A block of data:
---

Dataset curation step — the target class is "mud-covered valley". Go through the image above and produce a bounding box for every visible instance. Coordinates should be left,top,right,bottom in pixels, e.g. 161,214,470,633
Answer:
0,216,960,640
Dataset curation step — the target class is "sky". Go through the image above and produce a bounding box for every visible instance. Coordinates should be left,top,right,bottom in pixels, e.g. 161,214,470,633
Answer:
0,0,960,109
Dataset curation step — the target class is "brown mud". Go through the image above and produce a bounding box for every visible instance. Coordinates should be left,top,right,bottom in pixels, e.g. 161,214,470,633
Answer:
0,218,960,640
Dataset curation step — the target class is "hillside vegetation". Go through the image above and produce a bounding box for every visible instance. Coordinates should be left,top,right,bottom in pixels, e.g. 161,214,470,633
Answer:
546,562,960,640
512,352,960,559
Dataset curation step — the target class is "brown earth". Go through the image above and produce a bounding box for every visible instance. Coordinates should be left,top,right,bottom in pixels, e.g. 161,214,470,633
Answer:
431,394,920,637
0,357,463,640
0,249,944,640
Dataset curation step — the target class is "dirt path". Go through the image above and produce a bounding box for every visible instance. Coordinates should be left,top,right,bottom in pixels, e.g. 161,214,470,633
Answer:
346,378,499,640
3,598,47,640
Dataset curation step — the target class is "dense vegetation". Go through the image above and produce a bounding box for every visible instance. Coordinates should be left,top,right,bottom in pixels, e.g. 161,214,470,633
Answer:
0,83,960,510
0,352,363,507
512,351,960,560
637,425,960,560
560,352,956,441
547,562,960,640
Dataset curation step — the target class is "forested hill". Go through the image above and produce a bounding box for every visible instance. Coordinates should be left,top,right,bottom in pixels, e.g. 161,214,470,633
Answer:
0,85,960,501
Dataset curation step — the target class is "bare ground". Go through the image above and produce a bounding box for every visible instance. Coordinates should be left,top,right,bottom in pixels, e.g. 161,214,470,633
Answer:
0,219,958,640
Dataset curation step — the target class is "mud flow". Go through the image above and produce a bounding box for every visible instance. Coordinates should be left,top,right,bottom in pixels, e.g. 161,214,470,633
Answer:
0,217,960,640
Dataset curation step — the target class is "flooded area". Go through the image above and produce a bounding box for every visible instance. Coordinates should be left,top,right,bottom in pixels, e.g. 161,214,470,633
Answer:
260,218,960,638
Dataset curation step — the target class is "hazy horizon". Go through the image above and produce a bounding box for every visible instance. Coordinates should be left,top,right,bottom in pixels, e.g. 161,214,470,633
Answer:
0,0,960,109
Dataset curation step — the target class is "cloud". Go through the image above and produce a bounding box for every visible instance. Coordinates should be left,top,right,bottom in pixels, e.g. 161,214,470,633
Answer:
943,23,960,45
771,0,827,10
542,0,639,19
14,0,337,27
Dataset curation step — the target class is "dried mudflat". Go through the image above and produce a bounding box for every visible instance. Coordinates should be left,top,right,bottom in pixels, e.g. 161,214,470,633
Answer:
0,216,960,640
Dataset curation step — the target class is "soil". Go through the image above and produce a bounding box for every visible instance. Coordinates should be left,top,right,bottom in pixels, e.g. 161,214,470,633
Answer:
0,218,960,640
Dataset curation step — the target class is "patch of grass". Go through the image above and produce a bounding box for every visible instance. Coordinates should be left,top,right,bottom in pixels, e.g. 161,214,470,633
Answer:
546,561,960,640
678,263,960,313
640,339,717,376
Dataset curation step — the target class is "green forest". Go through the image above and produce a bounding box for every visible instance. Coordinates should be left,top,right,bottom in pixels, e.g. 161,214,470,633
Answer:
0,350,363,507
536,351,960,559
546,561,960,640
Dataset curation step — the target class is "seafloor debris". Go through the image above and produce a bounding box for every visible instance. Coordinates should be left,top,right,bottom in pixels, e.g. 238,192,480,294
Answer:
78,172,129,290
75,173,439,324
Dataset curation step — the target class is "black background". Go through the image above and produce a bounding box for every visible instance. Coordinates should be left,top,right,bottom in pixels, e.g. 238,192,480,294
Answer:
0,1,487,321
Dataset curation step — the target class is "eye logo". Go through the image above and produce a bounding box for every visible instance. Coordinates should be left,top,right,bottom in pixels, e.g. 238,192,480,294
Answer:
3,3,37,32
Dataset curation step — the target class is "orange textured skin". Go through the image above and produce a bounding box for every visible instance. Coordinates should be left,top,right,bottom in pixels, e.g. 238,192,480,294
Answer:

---

Which lines in the entries above contain the string "dried"? Copy each of them, treating case as significant.

Dataset curation step — the target class is "dried mudflat". Go through the image above and produce a bounding box for every visible instance. Coordinates should be left,top,right,bottom in pixels, e.g. 161,214,470,633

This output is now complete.